▸ WRITTEN INSTRUCTION
According to the passage on investment risk below, up to what amount does the FDIC insure deposits?

▸ SELECTION
+ + + + +

When it comes to investing, there’s no such thing
as a “safe bet.”
Every type of financial vehicle has some level of risk, even checking and
savings accounts. Back in the 1920s, people believed that the safest place to
keep their money was a bank, and they were right. But as they witnessed during
the Great Depression, even those assets were not 100 percent safe. Bank runs
caused banks to deplete their cash holdings, and they had to call in loans and
liquidate assets to try to keep up with withdrawal demands, which subsequently
led to bank failures.1 In response, the government created the
Federal Deposit Insurance Corporation (FDIC), which insures deposits up to $250,000
per depositor, per FDIC-insured bank, per ownership category.2
Throughout history, bank deposit accounts have generally been
considered the safest place to keep assets. However, today’s longer lifespans
illustrate that risk takes many forms, including the potential risk of
outliving your money if you don’t save enough, have a well-diversified
financial portfolio to help outpace inflation and seek out multiple sources for
reliable income streams. We can recommend a variety of strategies to help
retirees pursue each of these goals, based on individual circumstances. Give us a call, and let’s discuss your options.

+ + + + +

▸ RECORD EXCERPTS
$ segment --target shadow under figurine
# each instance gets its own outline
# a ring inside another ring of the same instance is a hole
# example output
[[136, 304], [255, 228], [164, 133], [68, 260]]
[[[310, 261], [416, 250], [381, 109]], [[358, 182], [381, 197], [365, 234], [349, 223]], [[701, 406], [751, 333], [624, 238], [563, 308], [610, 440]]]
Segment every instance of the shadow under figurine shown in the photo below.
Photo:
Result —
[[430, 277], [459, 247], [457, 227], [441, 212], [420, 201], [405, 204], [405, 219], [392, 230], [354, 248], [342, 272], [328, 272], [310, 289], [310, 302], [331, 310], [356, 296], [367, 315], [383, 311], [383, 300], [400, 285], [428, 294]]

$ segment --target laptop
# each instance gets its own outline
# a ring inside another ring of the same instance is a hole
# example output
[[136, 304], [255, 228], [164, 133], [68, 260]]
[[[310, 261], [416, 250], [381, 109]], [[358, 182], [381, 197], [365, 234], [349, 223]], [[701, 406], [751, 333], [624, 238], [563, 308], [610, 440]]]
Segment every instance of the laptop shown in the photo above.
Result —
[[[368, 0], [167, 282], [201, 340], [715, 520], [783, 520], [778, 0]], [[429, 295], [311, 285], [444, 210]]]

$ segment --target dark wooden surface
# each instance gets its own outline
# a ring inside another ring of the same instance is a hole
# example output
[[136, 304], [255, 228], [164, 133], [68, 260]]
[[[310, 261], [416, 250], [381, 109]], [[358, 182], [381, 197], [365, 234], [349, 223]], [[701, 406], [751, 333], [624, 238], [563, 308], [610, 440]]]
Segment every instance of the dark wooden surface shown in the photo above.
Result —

+ + + + +

▸ EXERCISE RESULT
Up to $250,000 per depositor, per FDIC-insured bank, per ownership category.